[Collected data]
==*==
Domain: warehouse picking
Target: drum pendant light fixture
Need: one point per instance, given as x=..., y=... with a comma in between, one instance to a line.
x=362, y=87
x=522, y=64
==*==
GIVEN TASK
Rewrite every line of the rows above, requests and all, and add -117 to each x and y coordinate in the answers.

RIGHT ANSWER
Domain: warehouse picking
Target: drum pendant light fixture
Need: one point per instance, given as x=..., y=... with a comma in between, one instance to a line.
x=245, y=-30
x=405, y=-53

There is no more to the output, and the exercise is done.